• **Exercise directions**
Output the following rows unchanged, line for line.

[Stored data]
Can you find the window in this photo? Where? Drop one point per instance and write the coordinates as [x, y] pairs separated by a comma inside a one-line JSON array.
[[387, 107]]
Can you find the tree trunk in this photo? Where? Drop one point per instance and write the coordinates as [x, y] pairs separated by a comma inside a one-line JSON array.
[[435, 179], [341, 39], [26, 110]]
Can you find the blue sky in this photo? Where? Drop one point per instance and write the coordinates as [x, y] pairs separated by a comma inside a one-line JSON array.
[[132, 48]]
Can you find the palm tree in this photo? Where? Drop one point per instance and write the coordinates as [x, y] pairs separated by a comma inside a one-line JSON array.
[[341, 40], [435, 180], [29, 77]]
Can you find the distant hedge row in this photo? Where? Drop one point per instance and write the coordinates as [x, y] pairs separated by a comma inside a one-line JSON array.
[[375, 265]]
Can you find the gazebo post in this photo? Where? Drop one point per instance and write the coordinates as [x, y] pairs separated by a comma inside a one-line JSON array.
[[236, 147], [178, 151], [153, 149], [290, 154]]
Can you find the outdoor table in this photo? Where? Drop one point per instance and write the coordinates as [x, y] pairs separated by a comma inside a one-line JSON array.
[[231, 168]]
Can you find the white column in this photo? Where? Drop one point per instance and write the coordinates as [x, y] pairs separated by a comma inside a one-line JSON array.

• **Expected output**
Can you find the window in this photo? Where? Drop one point per instance and write the coordinates as [x, y] pairs separated by a comma inside a one-line JSON array.
[[387, 107]]
Can you find the tree trunk in this photo? Where? Drop one point per instance and write the coordinates as [x, y] pairs separated by a comma inside a one-line JSON array.
[[435, 179], [341, 39], [26, 110]]
Can you find the blue sky in this photo? Where? Drop one point per instance and write the coordinates as [x, y] pairs separated by a comma inside a one-line JSON array.
[[132, 48]]
Can you find the palm tree in this photo? Where? Drop one point per instance and write the coordinates as [x, y] pairs separated by a comma inside a one-line JSON array.
[[341, 40], [435, 180], [29, 77]]
Can you find the distant hedge row in this photo? Where? Drop one point per instance and write the coordinates as [x, y] pairs separated by a comma inside a one-line JSON array.
[[375, 265]]
Can you find the gazebo post in this photo? Where? Drop one point per instance and write the coordinates as [x, y] pairs separated by a comma inside a one-line JSON array.
[[236, 147], [178, 151], [153, 149], [290, 154]]
Can you find the outdoor table in this photo? Where? Drop one point per instance and write the coordinates as [x, y] pairs separated by a comma inside a one-line JSON array.
[[231, 168]]
Can you find the white column in this photo? Where? Drop one point per instance and write the coordinates as [x, y] pairs separated by a comma inside a one-line JSON array.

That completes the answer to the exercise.